**Source records**
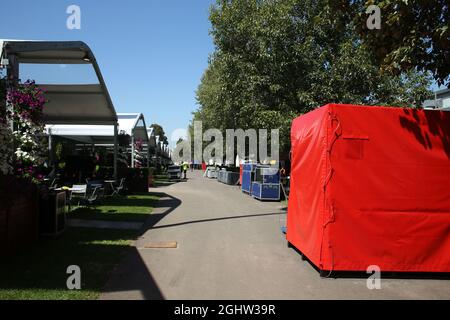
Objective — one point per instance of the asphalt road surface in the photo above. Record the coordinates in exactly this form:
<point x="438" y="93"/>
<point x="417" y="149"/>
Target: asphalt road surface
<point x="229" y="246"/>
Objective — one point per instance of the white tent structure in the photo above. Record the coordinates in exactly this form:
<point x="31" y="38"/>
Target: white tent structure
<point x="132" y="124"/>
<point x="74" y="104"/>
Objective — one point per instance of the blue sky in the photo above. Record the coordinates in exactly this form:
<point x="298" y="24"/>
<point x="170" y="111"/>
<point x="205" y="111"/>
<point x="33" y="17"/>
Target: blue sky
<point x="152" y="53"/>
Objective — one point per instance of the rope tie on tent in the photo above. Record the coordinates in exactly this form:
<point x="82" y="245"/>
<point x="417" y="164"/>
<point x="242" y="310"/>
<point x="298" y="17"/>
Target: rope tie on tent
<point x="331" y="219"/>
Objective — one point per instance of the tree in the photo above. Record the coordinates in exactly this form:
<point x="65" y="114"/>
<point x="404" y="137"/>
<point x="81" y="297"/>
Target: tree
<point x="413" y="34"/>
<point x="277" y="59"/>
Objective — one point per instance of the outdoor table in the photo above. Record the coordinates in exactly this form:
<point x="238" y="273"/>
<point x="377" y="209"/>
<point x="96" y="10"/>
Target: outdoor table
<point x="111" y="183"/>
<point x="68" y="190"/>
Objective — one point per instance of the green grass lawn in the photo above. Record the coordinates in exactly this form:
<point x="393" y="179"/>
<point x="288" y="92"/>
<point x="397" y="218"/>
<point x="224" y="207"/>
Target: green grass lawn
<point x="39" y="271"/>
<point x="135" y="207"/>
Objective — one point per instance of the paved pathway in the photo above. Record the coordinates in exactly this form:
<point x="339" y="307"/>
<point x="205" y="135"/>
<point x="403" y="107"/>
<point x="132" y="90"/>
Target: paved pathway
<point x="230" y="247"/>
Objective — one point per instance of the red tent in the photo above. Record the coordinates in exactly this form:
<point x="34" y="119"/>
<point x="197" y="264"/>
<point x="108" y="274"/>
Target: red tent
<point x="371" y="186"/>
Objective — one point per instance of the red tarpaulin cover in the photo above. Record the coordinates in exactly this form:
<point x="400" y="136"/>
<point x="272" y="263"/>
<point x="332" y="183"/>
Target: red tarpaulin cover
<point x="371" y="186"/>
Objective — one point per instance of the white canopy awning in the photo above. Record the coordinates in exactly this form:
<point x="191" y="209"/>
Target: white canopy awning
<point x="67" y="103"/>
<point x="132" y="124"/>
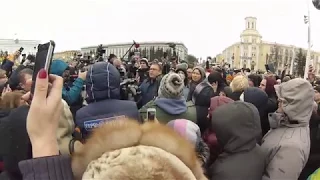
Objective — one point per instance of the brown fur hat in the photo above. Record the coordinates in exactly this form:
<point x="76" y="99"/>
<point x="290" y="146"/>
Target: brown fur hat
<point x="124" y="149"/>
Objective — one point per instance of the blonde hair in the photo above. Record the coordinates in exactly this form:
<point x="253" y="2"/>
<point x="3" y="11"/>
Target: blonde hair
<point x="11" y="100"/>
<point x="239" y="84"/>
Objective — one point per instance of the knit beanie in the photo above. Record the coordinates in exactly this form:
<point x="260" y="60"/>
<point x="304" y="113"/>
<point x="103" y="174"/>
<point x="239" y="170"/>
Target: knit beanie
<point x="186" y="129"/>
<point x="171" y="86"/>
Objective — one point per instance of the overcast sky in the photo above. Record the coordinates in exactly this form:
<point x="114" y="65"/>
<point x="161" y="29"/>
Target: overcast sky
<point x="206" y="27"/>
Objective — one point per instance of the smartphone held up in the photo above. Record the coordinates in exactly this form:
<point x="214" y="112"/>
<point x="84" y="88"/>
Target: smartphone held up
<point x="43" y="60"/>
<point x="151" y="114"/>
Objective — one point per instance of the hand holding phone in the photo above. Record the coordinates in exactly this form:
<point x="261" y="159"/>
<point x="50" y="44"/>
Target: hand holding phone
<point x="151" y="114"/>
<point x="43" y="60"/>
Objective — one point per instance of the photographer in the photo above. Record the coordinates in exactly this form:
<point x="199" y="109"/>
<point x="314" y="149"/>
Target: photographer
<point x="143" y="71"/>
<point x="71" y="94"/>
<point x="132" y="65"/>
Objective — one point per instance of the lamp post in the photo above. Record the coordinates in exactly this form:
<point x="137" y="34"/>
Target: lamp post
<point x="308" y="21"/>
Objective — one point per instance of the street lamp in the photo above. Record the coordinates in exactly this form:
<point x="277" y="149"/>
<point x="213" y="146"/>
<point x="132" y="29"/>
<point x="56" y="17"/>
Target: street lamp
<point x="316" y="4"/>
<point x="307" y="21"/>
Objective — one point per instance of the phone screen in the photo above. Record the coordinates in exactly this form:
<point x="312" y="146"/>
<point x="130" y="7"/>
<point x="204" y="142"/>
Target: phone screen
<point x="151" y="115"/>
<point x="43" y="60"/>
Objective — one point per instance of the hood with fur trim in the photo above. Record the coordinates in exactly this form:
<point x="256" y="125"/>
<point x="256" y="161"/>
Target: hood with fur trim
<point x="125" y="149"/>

**Task brief**
Output the records above exactly as written, but leave out the pictures.

**Expected answer**
Objective — one point per instance of the asphalt road surface in the photo above. Record the coordinates in exactly this form:
<point x="438" y="93"/>
<point x="417" y="149"/>
Target: asphalt road surface
<point x="229" y="246"/>
Objective — one point per instance of the white tent structure in the photo above. Record the coordinates in exactly this form:
<point x="31" y="38"/>
Target: white tent structure
<point x="132" y="124"/>
<point x="74" y="104"/>
Objective — one point per instance of the blue sky in the photo above. Record the coordinates in exactly this form:
<point x="298" y="24"/>
<point x="170" y="111"/>
<point x="205" y="111"/>
<point x="33" y="17"/>
Target: blue sky
<point x="152" y="53"/>
Objective — one point per instance of the rope tie on tent in the photo above. Record the coordinates in exactly this form:
<point x="82" y="245"/>
<point x="417" y="164"/>
<point x="242" y="310"/>
<point x="298" y="17"/>
Target: rope tie on tent
<point x="331" y="219"/>
Objective — one point per instance of the tree in the photo above. Record the coordinates in exactly this form:
<point x="65" y="114"/>
<point x="404" y="137"/>
<point x="81" y="297"/>
Target: tree
<point x="413" y="34"/>
<point x="277" y="59"/>
Objective — one point per instance of the outdoor table in the photo above. Record the coordinates in exactly this form:
<point x="238" y="273"/>
<point x="377" y="209"/>
<point x="96" y="10"/>
Target: outdoor table
<point x="111" y="183"/>
<point x="68" y="190"/>
Objective — one point per instance of the green grass lawn in the photo above. Record the coordinates in exactly this form:
<point x="393" y="179"/>
<point x="288" y="92"/>
<point x="397" y="218"/>
<point x="224" y="207"/>
Target: green grass lawn
<point x="39" y="271"/>
<point x="135" y="207"/>
Objective — one point per instance of the paved pathway in the photo above. Record the coordinates in exactly this form:
<point x="339" y="307"/>
<point x="205" y="135"/>
<point x="403" y="107"/>
<point x="132" y="90"/>
Target: paved pathway
<point x="230" y="247"/>
Objective — one point per instance of the red tent in the photo above. Record the coordinates in exactly this form:
<point x="34" y="119"/>
<point x="197" y="264"/>
<point x="108" y="274"/>
Target: red tent
<point x="371" y="186"/>
Objective — one point per instance of the red tarpaulin cover in the photo above. Record the coordinates in exactly this form:
<point x="400" y="136"/>
<point x="272" y="263"/>
<point x="332" y="183"/>
Target: red tarpaulin cover
<point x="371" y="186"/>
Objective — one point per instance of the white canopy awning in the photo above. Record the coordinates in exactly this form:
<point x="191" y="209"/>
Target: white canopy awning
<point x="67" y="103"/>
<point x="132" y="124"/>
Objective — one point per instance of the brown fur hat in the photo above. Record the coordinates in exactly this form:
<point x="76" y="99"/>
<point x="290" y="146"/>
Target: brown fur hat
<point x="124" y="149"/>
Objective — one point per instance of the blonde hair in the photo above. Record the coordinates in exactly this form:
<point x="253" y="2"/>
<point x="3" y="11"/>
Target: blonde hair
<point x="11" y="100"/>
<point x="239" y="84"/>
Objective — one point per instance of the knit beanie in the photo above. Record the coordinates in exactly this form:
<point x="260" y="60"/>
<point x="304" y="113"/>
<point x="103" y="174"/>
<point x="239" y="170"/>
Target: knit beanie
<point x="186" y="129"/>
<point x="171" y="86"/>
Objective — one point per instance of the overcast sky in the photo above. Record the coordinates in exactly this form:
<point x="114" y="65"/>
<point x="161" y="29"/>
Target: overcast sky
<point x="206" y="27"/>
Objective — one point per instance of the smartphone held up in the photo above. Record the coordinates in exactly this form:
<point x="214" y="112"/>
<point x="84" y="88"/>
Target: smartphone held up
<point x="43" y="60"/>
<point x="151" y="114"/>
Objective — one point per instance of the hand holding phone in the photo above. Record the coordinates in exactly this form:
<point x="261" y="159"/>
<point x="50" y="44"/>
Target: hand holding phone
<point x="151" y="114"/>
<point x="43" y="60"/>
Objective — one point per instance of the photographer in the photo above. Record the coordinates in exactly this form:
<point x="199" y="109"/>
<point x="314" y="149"/>
Target: photographer
<point x="143" y="71"/>
<point x="71" y="94"/>
<point x="132" y="65"/>
Objective — one point per instance of the lamp post in the photo above. Record the coordinates in exactly this form:
<point x="137" y="34"/>
Target: lamp post
<point x="308" y="21"/>
Objective — one point per instance of the street lamp in the photo above. Record the coordinates in exactly this form:
<point x="277" y="149"/>
<point x="213" y="146"/>
<point x="132" y="29"/>
<point x="56" y="17"/>
Target: street lamp
<point x="316" y="4"/>
<point x="307" y="21"/>
Objective — one point per instance of the phone screen in the photo above. Record the coordinates in exactly this form:
<point x="312" y="146"/>
<point x="130" y="7"/>
<point x="204" y="142"/>
Target: phone screen
<point x="151" y="115"/>
<point x="43" y="60"/>
Objective — one point per instance of the hood with fur trim in the photo above. Record the coordinates in exactly this form:
<point x="256" y="125"/>
<point x="256" y="161"/>
Target: hood with fur trim
<point x="125" y="149"/>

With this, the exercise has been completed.